■ **Collection entries**:

■ ■ ■ ■

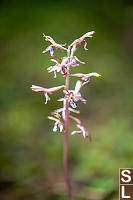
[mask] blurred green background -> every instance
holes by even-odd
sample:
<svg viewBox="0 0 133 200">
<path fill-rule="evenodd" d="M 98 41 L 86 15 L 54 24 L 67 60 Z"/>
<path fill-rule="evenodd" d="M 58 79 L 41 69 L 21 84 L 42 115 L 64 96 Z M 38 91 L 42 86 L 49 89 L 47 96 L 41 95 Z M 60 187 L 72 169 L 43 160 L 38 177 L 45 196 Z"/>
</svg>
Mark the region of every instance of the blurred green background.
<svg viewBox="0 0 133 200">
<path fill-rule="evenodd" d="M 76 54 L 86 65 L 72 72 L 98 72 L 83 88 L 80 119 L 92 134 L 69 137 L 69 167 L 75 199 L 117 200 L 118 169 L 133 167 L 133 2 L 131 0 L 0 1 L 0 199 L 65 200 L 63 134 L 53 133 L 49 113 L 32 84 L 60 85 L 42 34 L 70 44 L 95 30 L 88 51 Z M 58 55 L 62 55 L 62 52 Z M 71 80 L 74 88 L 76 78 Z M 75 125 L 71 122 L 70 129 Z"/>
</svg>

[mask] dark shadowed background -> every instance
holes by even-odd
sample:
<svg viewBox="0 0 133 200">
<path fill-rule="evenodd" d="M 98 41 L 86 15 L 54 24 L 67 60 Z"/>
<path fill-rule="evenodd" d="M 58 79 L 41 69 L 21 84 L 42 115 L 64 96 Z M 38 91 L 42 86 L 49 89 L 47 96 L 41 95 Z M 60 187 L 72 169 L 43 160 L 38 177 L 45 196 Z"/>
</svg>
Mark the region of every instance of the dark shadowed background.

■ ■ ■ ■

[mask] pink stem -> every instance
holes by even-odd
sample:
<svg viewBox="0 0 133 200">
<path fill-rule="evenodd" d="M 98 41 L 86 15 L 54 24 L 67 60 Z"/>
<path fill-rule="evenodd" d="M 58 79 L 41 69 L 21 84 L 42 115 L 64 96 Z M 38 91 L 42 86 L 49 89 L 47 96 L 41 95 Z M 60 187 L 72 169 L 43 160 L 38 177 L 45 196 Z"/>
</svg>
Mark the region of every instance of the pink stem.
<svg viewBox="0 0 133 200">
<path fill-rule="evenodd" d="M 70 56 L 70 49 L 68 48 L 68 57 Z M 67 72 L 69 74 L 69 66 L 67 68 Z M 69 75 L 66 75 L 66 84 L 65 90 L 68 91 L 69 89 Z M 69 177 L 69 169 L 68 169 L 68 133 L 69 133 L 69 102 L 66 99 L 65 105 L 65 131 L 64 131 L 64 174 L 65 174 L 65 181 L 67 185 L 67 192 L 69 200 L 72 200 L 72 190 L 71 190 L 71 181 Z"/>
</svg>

■ ■ ■ ■

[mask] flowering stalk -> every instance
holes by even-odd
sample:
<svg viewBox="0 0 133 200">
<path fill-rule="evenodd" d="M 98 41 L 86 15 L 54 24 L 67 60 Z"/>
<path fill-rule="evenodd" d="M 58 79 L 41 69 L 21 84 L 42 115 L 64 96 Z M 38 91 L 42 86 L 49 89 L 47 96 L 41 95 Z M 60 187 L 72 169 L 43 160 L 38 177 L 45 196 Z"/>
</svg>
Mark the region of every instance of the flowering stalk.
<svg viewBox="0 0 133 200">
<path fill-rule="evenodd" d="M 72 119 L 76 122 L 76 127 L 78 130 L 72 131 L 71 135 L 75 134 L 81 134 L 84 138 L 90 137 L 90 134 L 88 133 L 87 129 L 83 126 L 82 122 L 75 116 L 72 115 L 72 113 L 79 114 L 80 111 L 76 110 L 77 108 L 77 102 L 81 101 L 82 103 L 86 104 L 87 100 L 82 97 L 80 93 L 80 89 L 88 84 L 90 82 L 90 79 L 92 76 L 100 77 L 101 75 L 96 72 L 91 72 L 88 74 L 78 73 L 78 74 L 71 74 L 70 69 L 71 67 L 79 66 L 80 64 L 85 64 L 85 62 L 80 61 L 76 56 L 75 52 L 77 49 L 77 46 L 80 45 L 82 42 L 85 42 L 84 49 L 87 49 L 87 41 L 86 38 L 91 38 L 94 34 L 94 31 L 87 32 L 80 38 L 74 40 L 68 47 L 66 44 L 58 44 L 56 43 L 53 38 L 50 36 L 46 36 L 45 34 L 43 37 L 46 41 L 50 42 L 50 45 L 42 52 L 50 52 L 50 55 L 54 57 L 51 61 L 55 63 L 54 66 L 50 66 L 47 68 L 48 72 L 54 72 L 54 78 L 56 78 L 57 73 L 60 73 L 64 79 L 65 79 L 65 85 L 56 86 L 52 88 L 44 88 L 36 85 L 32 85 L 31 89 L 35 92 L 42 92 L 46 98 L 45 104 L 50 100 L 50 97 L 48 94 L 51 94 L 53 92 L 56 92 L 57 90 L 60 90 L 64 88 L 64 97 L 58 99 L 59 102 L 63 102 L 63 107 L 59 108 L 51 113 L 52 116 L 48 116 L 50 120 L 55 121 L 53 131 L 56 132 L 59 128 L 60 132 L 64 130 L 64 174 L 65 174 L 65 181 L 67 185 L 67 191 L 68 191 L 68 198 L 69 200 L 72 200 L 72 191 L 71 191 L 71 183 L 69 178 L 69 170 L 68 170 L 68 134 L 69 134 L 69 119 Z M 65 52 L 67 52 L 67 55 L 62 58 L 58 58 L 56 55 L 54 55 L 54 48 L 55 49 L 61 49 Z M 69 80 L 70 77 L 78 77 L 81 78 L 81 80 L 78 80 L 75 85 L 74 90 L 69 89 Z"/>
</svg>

■ ■ ■ ■

■ **WHAT IS REQUIRED**:
Can you arrange the rows between the line containing "[mask] blurred green" and the line containing "Mark the region of every instance of the dark", inclusive, as a numbered list, leaving out any blank lines?

■ **THE COMPLETED TASK**:
1. [mask] blurred green background -> every instance
2. holes by even-odd
3. sample:
4. <svg viewBox="0 0 133 200">
5. <path fill-rule="evenodd" d="M 98 41 L 86 15 L 54 24 L 67 60 Z"/>
6. <path fill-rule="evenodd" d="M 58 79 L 41 69 L 21 84 L 42 115 L 64 96 Z M 38 91 L 42 86 L 49 89 L 47 96 L 41 95 Z M 60 187 L 72 169 L 43 160 L 38 177 L 45 196 Z"/>
7. </svg>
8. Mark the region of every instance of the blurred green background.
9. <svg viewBox="0 0 133 200">
10. <path fill-rule="evenodd" d="M 76 54 L 86 65 L 72 72 L 98 72 L 83 88 L 80 119 L 92 134 L 69 137 L 69 167 L 75 199 L 117 200 L 118 169 L 133 167 L 133 2 L 131 0 L 0 1 L 0 199 L 65 200 L 63 134 L 53 133 L 49 113 L 32 84 L 60 85 L 42 34 L 70 44 L 95 30 L 88 51 Z M 58 55 L 62 55 L 62 52 Z M 71 80 L 74 88 L 76 78 Z M 75 125 L 71 122 L 70 129 Z"/>
11. </svg>
12. [mask] dark shadowed background -> every instance
13. holes by even-odd
14. sample:
15. <svg viewBox="0 0 133 200">
16. <path fill-rule="evenodd" d="M 98 41 L 86 15 L 54 24 L 67 60 Z"/>
17. <path fill-rule="evenodd" d="M 58 79 L 41 69 L 21 84 L 42 115 L 64 96 Z M 38 91 L 42 86 L 49 89 L 47 96 L 41 95 Z M 60 187 L 72 169 L 43 160 L 38 177 L 45 196 Z"/>
18. </svg>
19. Mark the region of every instance of the dark shadowed background.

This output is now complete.